**Written request 1:** According to the Man v Horse race account, how many students attend the school in Pukeokahu?
**Written request 2:** Please reproduce verbatim the section of the Man v Horse race account that begins with the words containing "The event was to" and ends with "all looked happy!".

**Extract provided:**
* start *
The Great PukeokaHu Man v Horse

This was simply the most amazing event I’ve ever had the privilege of entering. Will I give it another try? Absolutely!!!

20150418_102534

I’m still not really sure how to describe this race; but there were some clear themes that came through before, including and after.

Community

The event was to raise money for the Pukeokah Hall and School. Talk about a huge and unique way of raising funds! They don’t do things by halves in Pukeokahu. They have a tiny school of just 11 students. This is a remote part of New Zealand and without this little school children would have to travel great distances twice a day. The community is right behind the school and the hall and it showed loud and clear. There were pre and post-race dinners. The kitchen was full of women cooking, dishing up food and cleaning up – all in the highland uniform of gum boots, jeans and bush tops. I doubt that anyone in the district was at home, they were all there helping and putting in their bit for the big event. Outside men, women and young people were buzzing around working hard to ensure that the event was successful. They all looked happy!

20150418_094946

11144085_881173655254086_1798108611964560653_n

There we are at race start, at the back in orange (this photo is stolen from facebook)
* end *
**Recorded information:**
* start *
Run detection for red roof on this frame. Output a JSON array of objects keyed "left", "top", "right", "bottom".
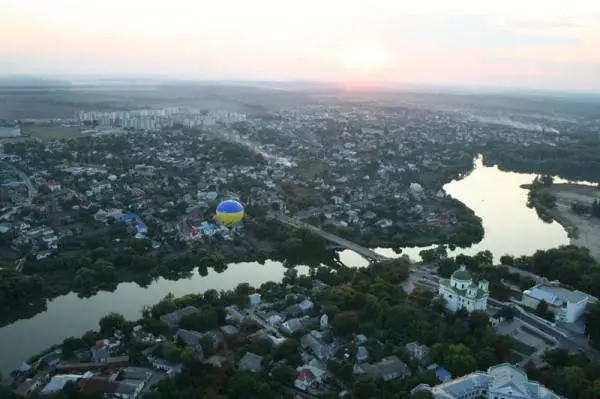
[{"left": 296, "top": 370, "right": 313, "bottom": 384}]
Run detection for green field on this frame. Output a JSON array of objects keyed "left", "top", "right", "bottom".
[{"left": 21, "top": 125, "right": 81, "bottom": 140}]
* end *
**Problem solution 1:** 11 students.

**Problem solution 2:**
The event was to raise money for the Pukeokah Hall and School. Talk about a huge and unique way of raising funds! They don’t do things by halves in Pukeokahu. They have a tiny school of just 11 students. This is a remote part of New Zealand and without this little school children would have to travel great distances twice a day. The community is right behind the school and the hall and it showed loud and clear. There were pre and post-race dinners. The kitchen was full of women cooking, dishing up food and cleaning up – all in the highland uniform of gum boots, jeans and bush tops. I doubt that anyone in the district was at home, they were all there helping and putting in their bit for the big event. Outside men, women and young people were buzzing around working hard to ensure that the event was successful. They all looked happy!